Records for processing below:

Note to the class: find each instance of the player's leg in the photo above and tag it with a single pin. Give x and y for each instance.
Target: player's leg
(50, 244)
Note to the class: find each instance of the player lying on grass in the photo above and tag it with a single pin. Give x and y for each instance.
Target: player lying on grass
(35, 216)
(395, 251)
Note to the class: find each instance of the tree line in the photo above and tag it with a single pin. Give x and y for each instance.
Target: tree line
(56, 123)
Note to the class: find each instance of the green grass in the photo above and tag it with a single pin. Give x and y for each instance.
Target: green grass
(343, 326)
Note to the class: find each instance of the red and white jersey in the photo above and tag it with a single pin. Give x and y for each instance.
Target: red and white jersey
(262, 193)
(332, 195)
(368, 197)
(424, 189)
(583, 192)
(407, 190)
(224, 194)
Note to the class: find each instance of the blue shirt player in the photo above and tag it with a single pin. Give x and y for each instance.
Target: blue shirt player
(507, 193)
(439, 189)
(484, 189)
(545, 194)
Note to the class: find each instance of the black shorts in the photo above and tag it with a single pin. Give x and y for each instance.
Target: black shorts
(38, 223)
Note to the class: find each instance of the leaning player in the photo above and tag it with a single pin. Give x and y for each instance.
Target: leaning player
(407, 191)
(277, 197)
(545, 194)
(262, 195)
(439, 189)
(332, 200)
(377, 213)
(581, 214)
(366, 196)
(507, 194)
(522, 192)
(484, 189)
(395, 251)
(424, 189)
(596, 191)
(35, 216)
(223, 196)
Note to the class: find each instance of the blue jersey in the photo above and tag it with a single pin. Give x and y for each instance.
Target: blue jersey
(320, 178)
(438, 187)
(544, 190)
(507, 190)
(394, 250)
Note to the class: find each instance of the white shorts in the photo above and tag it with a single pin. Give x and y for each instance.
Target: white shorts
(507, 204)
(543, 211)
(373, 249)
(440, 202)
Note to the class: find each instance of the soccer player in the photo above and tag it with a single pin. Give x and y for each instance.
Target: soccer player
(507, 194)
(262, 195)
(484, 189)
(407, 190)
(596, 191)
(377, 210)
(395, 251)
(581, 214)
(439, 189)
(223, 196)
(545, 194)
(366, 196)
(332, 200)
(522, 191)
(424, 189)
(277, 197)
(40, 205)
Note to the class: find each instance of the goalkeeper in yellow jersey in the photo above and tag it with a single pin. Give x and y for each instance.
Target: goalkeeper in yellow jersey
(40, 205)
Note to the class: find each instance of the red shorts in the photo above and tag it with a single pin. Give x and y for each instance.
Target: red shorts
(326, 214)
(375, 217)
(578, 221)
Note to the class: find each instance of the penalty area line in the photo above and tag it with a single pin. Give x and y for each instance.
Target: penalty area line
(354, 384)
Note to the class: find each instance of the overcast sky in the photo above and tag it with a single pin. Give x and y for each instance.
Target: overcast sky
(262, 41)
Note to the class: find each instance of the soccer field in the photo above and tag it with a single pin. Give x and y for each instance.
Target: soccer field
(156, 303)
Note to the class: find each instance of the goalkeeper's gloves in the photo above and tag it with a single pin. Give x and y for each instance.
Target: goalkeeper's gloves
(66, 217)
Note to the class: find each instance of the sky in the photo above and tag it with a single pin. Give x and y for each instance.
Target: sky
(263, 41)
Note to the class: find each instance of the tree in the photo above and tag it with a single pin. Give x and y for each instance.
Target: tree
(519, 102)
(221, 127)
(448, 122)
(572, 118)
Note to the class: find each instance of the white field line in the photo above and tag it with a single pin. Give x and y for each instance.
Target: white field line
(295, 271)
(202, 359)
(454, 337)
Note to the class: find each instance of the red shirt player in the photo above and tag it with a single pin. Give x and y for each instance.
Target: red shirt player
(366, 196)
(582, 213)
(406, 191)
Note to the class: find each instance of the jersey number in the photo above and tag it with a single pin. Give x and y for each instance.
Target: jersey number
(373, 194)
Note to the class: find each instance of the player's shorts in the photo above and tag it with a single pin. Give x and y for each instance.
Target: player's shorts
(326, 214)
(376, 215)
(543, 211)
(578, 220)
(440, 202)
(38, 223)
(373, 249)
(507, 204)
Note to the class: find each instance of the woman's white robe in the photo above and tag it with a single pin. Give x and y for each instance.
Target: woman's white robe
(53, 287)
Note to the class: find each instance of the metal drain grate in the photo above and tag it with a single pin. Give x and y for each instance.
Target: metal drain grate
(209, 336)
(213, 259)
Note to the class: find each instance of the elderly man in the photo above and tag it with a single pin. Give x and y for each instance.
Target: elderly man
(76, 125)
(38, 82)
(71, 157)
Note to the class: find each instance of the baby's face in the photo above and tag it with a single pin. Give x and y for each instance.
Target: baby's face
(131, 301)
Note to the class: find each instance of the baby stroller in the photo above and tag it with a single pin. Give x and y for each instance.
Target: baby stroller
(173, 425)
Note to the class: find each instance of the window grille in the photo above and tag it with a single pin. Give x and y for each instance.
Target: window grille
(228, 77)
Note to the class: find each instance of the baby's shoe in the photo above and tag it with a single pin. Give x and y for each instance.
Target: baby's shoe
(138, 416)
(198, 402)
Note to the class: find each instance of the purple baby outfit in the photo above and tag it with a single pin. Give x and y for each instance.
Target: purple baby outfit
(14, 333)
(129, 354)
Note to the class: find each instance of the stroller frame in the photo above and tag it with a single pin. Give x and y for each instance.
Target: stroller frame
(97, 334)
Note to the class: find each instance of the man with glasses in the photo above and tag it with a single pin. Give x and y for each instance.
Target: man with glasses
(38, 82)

End of Records for processing.

All that is wanted is the run of lines from the start of the data through the line containing "Note to the class: find each instance of the soccer player", copied word for word.

● **Completed task**:
Note to the class: find each instance of the player's leg in the photo above and tag it with a single pin. Give x and y for each instance.
Target: player's leg
(50, 244)
Note to the class: find each instance of the player lying on grass in the photo above and tag it with a single pin. Give x and y for each instance.
Target: player lying on grass
(35, 216)
(395, 251)
Note to the class: find each instance of the tree line in the photo above and tag it with a single pin. Give x and y for each instance.
Target: tree line
(56, 123)
Note to the class: find each instance of the green grass in the photo above and tag it with a single pin. Give x and y for each instance.
Target: green grass
(343, 326)
Note to the class: find each instance of the red and white jersey in the photo above and tag it with a single pin. Give x and y for each instance.
Target: red and white jersey
(262, 193)
(332, 195)
(368, 197)
(424, 189)
(583, 192)
(407, 190)
(224, 194)
Note to the class: find each instance of the blue shirt player in the photo above and tag it with a single pin. Give x and y for each instance.
Target: blue shirt player
(507, 193)
(439, 189)
(484, 189)
(545, 194)
Note to the class: find each instance of the black shorts in the photo above and tag it with a single pin. Give x and y for each instance.
Target: black shorts
(38, 223)
Note to the class: find each instance of the leaning player in the photo above and tag it with a single pin. Give x and y for each instance.
Target: leaning player
(407, 191)
(277, 197)
(545, 194)
(262, 195)
(439, 189)
(332, 200)
(377, 213)
(581, 214)
(366, 196)
(507, 194)
(522, 192)
(484, 189)
(395, 251)
(424, 189)
(596, 191)
(35, 216)
(223, 196)
Note to the class: find each instance of the blue jersey in the photo above and tag it with a single pin. Give x and y for each instance.
Target: blue jersey
(320, 178)
(438, 187)
(544, 190)
(507, 190)
(394, 250)
Note to the class: find each instance of the white shorts in the photo above and tag it with a single pin. Give x and y for each instance.
Target: white shorts
(507, 204)
(543, 211)
(373, 249)
(440, 202)
Note to the class: find each instance of the soccer player in the photo above and tag it with a single pin. Give x and y for each instance.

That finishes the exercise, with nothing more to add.